** Work required **
If a line of the records holds the word "background", copy it out.

· · · · · · ·

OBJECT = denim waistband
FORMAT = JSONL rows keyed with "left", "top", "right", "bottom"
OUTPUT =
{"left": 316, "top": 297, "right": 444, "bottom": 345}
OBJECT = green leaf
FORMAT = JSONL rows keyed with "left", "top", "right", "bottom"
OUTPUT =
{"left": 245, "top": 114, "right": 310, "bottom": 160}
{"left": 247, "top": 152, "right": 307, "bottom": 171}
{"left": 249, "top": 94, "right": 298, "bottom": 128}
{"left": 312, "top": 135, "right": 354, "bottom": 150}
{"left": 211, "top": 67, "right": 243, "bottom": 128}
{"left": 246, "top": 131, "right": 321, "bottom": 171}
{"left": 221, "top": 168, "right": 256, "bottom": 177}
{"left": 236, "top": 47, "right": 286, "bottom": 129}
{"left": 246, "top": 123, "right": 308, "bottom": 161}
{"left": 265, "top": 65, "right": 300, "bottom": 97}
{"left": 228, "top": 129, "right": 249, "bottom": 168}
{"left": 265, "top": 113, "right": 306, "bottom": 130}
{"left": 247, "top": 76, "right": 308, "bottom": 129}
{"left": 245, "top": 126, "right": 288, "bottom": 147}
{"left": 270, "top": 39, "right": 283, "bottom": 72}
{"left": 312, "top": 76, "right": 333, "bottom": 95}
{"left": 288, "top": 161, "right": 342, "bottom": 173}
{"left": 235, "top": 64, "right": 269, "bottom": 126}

· · · · · · ·

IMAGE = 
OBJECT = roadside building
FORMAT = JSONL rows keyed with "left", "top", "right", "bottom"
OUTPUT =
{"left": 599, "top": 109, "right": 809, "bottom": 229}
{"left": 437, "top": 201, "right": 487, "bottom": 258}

· · · · · · ·

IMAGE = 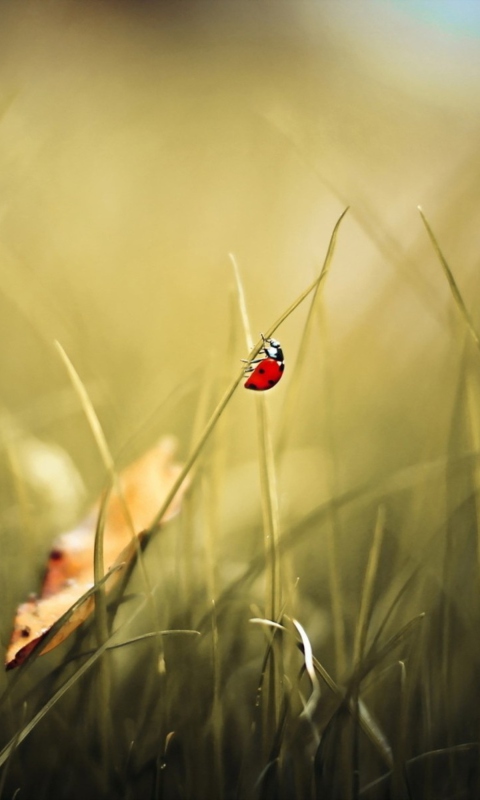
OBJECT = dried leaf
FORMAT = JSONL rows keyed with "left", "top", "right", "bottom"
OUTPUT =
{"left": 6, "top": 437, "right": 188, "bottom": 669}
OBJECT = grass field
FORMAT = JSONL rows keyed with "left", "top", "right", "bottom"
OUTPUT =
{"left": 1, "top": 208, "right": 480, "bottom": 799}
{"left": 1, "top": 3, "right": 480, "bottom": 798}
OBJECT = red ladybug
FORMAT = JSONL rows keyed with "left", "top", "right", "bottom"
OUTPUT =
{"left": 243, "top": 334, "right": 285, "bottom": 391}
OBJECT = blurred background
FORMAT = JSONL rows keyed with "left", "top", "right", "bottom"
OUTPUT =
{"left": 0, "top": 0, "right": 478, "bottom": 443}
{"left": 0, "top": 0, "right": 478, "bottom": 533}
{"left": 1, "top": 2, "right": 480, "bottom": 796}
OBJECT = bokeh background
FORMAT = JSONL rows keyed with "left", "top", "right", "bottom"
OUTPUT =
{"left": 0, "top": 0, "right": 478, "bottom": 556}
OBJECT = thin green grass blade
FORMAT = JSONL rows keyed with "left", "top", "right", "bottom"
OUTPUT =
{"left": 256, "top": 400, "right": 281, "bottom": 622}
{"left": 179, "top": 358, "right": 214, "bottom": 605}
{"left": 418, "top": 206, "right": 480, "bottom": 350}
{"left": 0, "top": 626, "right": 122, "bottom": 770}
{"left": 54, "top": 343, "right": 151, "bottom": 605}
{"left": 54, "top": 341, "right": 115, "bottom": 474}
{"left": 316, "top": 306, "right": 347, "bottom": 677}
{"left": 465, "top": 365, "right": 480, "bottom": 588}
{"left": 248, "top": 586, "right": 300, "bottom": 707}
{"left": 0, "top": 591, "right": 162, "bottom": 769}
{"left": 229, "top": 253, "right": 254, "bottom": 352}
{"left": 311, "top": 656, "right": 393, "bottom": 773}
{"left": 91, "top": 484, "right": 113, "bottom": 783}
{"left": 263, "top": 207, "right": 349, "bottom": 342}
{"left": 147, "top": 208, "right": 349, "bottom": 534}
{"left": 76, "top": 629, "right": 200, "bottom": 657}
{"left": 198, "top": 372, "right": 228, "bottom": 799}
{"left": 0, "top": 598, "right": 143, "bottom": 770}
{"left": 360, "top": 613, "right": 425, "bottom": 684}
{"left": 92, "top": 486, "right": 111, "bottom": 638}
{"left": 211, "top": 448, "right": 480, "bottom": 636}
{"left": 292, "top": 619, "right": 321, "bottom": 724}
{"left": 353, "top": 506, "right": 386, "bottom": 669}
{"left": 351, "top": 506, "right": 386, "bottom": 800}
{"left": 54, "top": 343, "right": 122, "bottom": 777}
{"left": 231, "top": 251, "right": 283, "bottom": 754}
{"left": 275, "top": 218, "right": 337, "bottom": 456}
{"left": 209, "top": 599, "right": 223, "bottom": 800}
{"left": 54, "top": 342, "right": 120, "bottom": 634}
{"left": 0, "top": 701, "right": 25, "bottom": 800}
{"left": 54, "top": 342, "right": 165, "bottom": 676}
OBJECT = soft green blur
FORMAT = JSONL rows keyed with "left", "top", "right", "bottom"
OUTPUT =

· · · · · · ·

** Expected output **
OBJECT = blurred background
OBJECT = bokeh background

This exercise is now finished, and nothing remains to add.